* _PROMPT_: Identify every line in the entries below that contains the string "ceiling", matching case exactly, and copy each of those lines.

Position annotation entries
● ● ● ● ●

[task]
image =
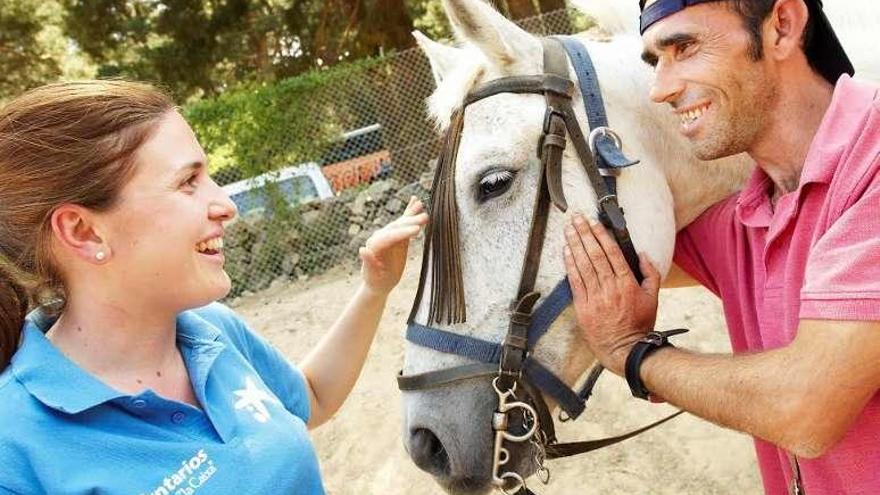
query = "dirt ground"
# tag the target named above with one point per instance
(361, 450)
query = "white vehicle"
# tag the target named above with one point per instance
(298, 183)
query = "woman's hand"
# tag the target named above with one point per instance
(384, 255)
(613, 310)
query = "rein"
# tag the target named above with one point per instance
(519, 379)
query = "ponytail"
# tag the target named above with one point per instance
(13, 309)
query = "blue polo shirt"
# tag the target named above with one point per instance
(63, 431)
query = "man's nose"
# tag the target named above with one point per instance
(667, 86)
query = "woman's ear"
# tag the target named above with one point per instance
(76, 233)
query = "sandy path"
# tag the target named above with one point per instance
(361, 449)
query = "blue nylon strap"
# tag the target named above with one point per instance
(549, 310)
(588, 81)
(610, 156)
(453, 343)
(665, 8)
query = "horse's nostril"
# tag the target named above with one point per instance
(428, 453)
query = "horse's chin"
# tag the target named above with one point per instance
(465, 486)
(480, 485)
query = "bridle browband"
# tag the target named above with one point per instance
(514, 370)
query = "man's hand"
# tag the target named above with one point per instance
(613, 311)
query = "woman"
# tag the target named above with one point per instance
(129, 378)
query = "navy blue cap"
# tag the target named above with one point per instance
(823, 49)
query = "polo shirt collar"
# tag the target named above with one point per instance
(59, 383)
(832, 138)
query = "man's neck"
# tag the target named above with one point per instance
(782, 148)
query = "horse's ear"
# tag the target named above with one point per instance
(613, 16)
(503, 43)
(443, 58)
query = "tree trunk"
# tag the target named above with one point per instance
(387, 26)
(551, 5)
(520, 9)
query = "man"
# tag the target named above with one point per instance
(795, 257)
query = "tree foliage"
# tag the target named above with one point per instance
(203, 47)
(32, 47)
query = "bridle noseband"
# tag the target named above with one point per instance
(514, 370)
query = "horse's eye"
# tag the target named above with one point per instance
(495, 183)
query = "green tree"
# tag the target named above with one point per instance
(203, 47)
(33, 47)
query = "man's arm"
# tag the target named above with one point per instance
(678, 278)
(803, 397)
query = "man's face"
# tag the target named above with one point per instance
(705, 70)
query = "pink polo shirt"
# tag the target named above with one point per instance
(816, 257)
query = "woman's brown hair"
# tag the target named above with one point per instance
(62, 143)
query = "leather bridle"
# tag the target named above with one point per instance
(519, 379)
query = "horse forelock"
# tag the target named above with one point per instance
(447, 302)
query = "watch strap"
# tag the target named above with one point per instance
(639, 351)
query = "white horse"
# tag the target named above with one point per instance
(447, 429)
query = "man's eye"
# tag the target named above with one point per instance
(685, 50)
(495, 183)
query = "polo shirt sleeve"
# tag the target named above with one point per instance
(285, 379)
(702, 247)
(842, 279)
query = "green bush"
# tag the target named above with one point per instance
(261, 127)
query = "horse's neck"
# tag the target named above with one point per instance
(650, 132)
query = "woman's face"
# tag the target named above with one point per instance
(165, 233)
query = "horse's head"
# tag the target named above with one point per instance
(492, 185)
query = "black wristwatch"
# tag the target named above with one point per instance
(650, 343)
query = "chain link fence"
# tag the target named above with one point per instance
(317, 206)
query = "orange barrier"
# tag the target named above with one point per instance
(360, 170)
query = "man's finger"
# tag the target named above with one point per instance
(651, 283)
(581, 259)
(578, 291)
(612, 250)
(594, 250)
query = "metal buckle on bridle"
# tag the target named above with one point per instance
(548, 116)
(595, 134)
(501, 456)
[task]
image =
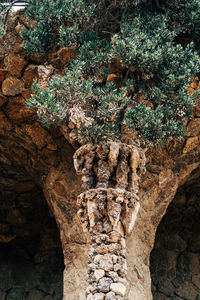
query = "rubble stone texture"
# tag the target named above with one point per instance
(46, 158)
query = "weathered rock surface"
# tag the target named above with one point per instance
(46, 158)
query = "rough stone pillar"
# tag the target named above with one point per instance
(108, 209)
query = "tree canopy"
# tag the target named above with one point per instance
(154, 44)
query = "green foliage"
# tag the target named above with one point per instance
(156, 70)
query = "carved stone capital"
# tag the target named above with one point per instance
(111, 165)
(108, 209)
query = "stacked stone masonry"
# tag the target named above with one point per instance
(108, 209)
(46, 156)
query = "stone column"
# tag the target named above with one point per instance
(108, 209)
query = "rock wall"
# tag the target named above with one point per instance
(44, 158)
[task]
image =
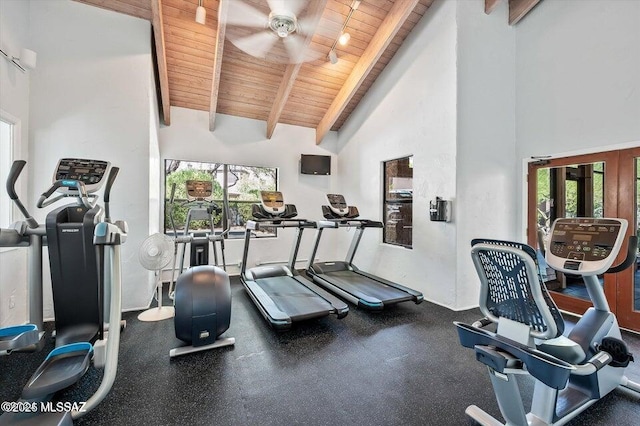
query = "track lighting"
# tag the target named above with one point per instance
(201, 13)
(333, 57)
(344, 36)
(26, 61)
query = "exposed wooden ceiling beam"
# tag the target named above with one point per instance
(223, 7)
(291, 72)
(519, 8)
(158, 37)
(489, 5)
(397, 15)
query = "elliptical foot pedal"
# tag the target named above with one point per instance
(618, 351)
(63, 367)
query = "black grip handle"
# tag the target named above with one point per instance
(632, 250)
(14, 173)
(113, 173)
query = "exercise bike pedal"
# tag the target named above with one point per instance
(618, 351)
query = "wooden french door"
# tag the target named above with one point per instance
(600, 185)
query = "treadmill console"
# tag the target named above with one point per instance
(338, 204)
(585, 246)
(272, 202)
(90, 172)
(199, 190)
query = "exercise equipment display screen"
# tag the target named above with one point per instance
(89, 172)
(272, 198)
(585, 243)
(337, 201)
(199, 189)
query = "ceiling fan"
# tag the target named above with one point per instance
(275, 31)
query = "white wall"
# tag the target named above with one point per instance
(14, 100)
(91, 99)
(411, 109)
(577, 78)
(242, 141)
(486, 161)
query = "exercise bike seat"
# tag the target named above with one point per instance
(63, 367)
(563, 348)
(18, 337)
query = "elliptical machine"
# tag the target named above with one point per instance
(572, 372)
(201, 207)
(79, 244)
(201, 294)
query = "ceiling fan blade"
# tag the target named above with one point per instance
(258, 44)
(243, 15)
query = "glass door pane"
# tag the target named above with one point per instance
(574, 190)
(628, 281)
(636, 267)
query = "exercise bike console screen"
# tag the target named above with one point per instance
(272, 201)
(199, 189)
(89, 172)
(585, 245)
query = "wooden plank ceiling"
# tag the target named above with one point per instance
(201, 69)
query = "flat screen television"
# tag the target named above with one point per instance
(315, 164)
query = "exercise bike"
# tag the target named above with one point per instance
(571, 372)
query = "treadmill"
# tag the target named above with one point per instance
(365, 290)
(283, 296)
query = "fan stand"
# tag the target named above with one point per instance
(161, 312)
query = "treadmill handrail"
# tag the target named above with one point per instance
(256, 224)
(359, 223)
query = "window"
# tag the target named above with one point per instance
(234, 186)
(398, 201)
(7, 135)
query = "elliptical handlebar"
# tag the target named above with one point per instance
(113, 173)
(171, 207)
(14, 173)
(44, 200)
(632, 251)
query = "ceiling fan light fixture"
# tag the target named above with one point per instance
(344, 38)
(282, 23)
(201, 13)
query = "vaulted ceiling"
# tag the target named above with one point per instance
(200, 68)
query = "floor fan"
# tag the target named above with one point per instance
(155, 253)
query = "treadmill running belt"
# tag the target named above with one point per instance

● ● ● ● ●

* _OUTPUT OF THE TASK_:
query = "exposed wooden ceiling beam"
query = "ceiling fan"
query = "ceiling fan blade"
query = "wooden plank ceiling"
query = "ceiling fan light fixture"
query = "vaulted ceiling"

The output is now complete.